§ Artikel:
:::::
28 Mei 2011

?


Siang bolong. Matahari terik. Udara gerah. Jalanan sepi. Tak ada angin yang berhembus. Sebuah motor melintas, dikendarai seorang pria paruh baya yang membonceng seorang anak lelaki berseragam SMP. Melaju pelan. Mendadak saja, menjelang belokan, motor itu oleng lalu terjatuh. Anak lelaki itu menjerit dan kemudian menangis. Sedang pria paruh baya itu terbaring tak bergerak – dengan jemari masih memegang stang motor – nampaknya tak sadarkan diri. Beberapa orang kemudian berlarian menghampiri mereka. Dan ketika seorang lelaki muda memegang pria paruh baya itu, dia berkata: “Wah, sudah tidak ada......” Anak lelaki itu, yang ternyata putra pria itu, nampak pucat dan menangis sedih. Katanya, dia baru dijemput dari sekolah. “Tidak mungkin. Bagaimana bisa? Mengapa?.....”
:::::
§ Bahan yang Disediakan:
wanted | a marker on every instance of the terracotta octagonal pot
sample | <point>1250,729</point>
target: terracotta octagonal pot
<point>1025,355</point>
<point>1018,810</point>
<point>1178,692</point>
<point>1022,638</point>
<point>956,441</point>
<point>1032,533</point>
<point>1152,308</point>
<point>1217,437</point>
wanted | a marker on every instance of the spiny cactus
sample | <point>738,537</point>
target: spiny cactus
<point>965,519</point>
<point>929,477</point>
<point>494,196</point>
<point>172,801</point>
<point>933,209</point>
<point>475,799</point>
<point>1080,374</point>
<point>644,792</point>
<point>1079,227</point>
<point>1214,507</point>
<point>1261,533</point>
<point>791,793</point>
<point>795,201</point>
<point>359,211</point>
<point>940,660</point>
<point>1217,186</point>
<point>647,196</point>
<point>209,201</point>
:::::
§ Soal Latihan:
**a.** Dalam cerita tentang kecelakaan motor, dari mana anak lelaki itu baru dijemput?
**b.** Tuliskan lanjutan cerita tentang kecelakaan motor itu, mulai sesudah kalimat terakhirnya.
Baris-baris data sama sekali tidak berperan dalam hal ini.

§ Jawaban Tiap Soal:
**a.** Dari sekolah.

**b.**
Aku terpana menyaksikan peristiwa itu. Bagaimana bisa? Mengapa? Seseorang yang nampaknya tadi demikian sehat, gesit dan tidak menunjukkan gejala sakit apa-apa, dalam waktu yang hanya sekejap dapat berakhir seperti ini? Hidup mendadak nampak demikian rapuh dan tak berarti. Hidup mendadak dapat berakhir sedemikian tak terduga. Sedemikian tak terduga. Aku mengenang pula mereka yang hidupnya berakhir dengan tiba-tiba. Cepat dan langsung. Mereka yang tewas ketika sebuah bom meledak. Mereka yang tewas saat sebuah musibah bencana atau kecelakaan terjadi . Mereka yang sesaat sebelumnya mungkin penuh dengan rencana akan masa depan yang lebih baik. Mereka yang mungkin akan melakukan perbuatan yang penuh makna bagi kehidupan. Bagaimana bisa? Mengapa?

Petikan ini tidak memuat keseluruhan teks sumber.